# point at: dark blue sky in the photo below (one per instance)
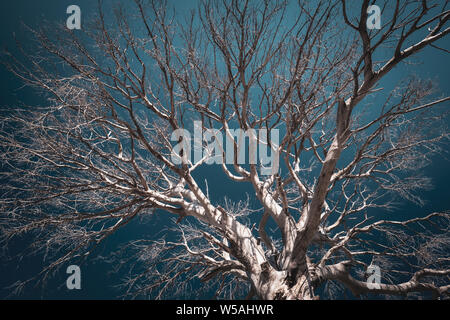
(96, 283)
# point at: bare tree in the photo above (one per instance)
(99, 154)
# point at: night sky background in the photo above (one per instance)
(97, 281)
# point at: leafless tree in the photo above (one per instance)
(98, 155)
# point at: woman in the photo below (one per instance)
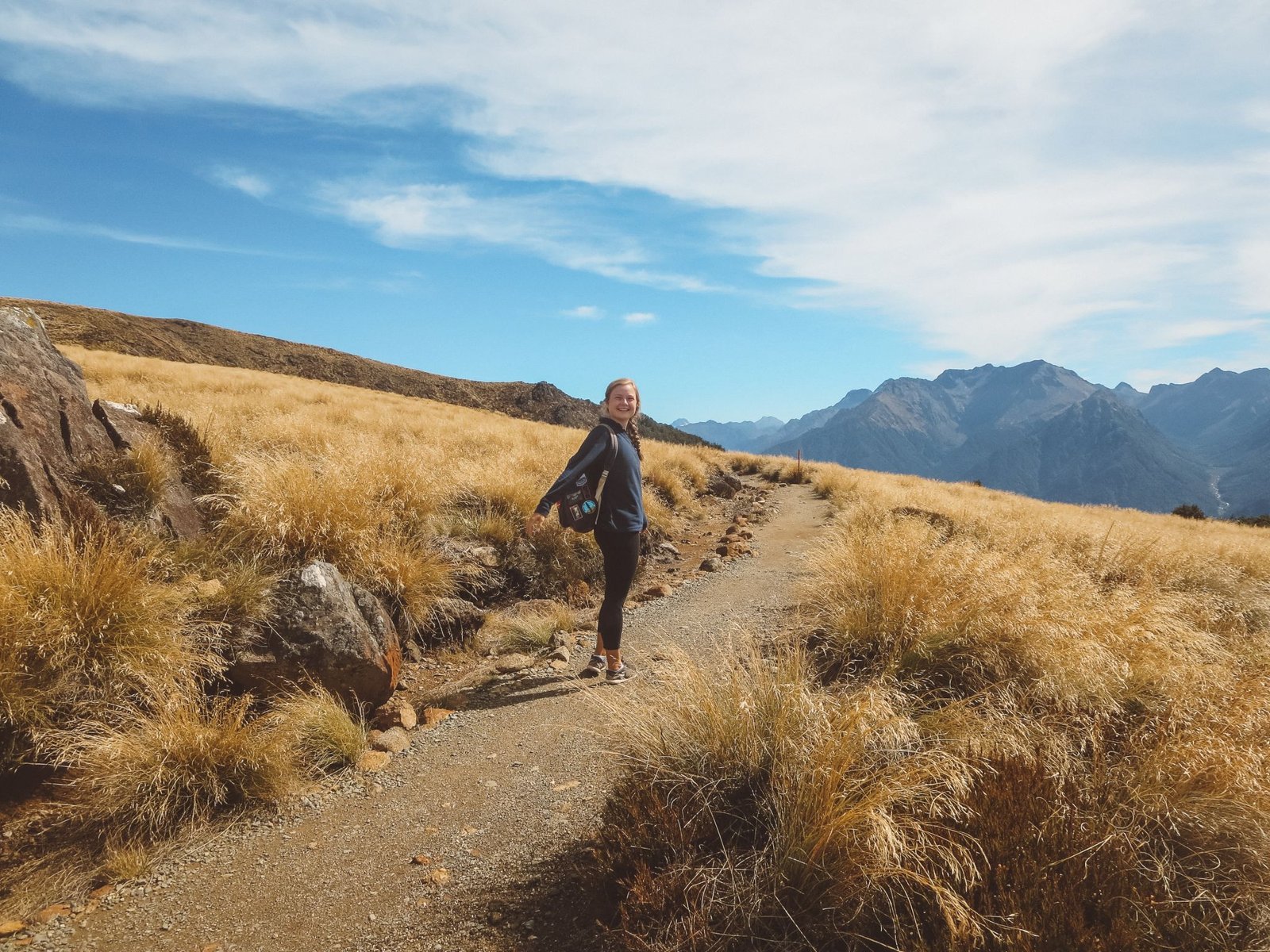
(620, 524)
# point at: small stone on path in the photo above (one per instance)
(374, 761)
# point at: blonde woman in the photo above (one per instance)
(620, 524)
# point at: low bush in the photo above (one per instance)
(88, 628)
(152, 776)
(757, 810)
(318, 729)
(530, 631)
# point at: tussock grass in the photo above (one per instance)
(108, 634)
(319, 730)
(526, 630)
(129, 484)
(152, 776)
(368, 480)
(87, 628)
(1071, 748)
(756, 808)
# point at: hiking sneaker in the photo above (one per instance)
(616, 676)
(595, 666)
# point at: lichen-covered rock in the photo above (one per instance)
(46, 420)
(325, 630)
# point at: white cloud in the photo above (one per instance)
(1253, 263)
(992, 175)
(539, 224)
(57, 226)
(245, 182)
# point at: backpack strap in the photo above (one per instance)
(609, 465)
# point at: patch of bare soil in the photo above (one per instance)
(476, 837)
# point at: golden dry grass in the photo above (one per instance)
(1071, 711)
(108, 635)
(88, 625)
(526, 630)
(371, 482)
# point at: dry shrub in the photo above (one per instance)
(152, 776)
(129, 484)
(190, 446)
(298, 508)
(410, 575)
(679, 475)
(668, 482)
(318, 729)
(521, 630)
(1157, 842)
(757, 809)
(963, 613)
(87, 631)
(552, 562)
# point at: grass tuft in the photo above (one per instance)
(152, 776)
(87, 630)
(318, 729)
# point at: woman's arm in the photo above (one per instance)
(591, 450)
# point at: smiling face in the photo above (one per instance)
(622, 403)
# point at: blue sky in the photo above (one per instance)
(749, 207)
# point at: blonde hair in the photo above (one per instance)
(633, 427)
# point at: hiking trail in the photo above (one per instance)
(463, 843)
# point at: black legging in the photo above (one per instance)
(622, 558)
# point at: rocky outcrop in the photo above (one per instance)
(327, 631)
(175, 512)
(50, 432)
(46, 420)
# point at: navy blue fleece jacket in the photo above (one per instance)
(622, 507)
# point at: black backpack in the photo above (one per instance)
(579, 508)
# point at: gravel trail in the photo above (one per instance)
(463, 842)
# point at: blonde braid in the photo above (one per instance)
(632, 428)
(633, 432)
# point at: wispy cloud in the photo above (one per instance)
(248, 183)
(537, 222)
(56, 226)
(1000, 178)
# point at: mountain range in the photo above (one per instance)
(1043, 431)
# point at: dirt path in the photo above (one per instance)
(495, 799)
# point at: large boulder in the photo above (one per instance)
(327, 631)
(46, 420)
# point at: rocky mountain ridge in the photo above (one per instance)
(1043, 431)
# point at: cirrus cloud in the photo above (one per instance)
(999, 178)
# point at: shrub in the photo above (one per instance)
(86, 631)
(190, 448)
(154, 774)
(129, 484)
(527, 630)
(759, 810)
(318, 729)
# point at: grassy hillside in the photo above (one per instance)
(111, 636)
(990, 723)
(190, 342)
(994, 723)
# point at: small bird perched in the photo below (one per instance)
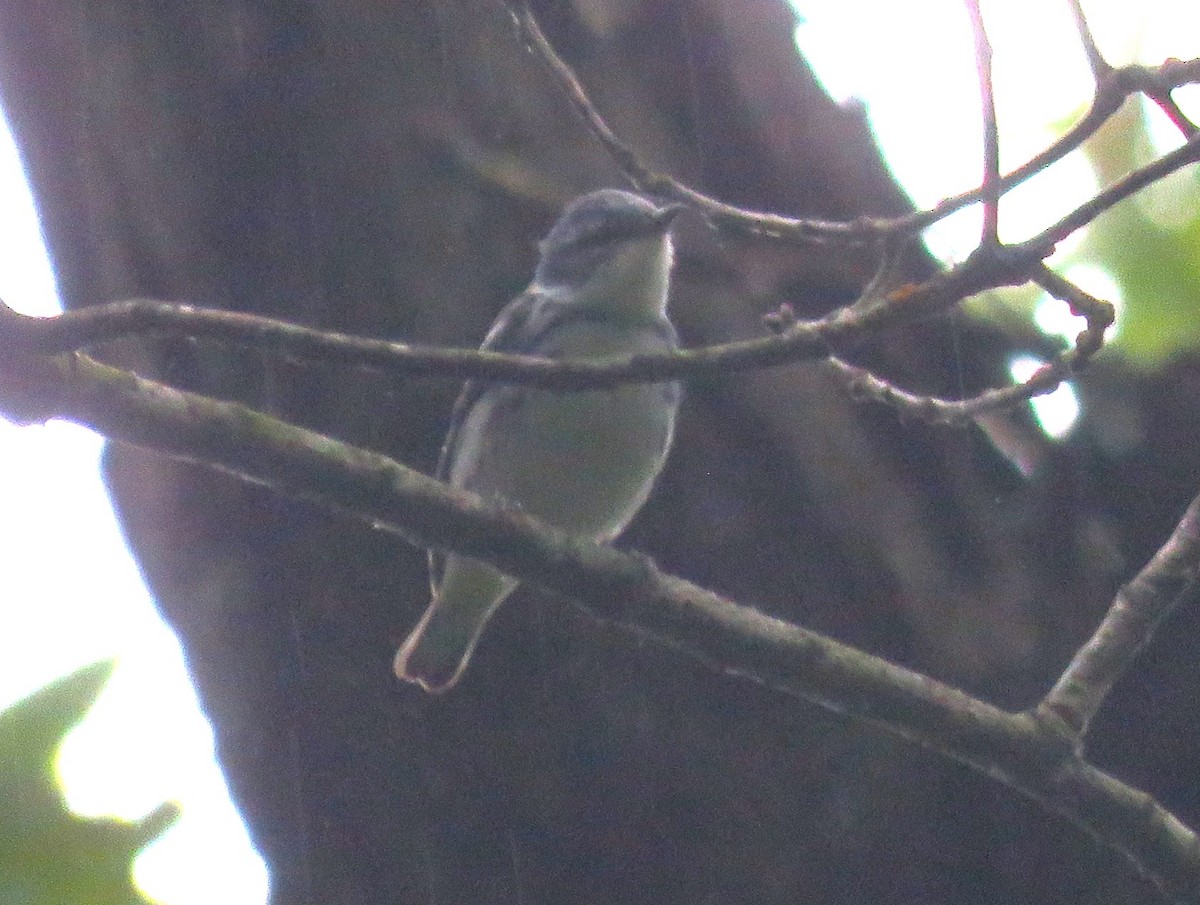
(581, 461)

Task to complete:
Lines from the one that contains "# point at: mountain" through the last line of the data above are to be extracted exactly, with no pictures and no other lines.

Solution to this task:
# point at: mountain range in the photo above (one per instance)
(1043, 431)
# point at: dirt path in the photo above (one per instance)
(495, 799)
# point at: large boulder in the photo above (one per instance)
(327, 631)
(46, 420)
# point at: rocky mountain ridge in the photo above (one per instance)
(1043, 431)
# point at: cirrus cloud in the photo above (one per instance)
(999, 178)
# point at: shrub in the photo above (one per instance)
(86, 631)
(190, 448)
(154, 774)
(129, 484)
(527, 630)
(759, 810)
(318, 729)
# point at: grassy hillside in the photo above (one per instance)
(111, 636)
(990, 723)
(190, 342)
(994, 723)
# point at: small bird perched in the photo below (one per instance)
(581, 461)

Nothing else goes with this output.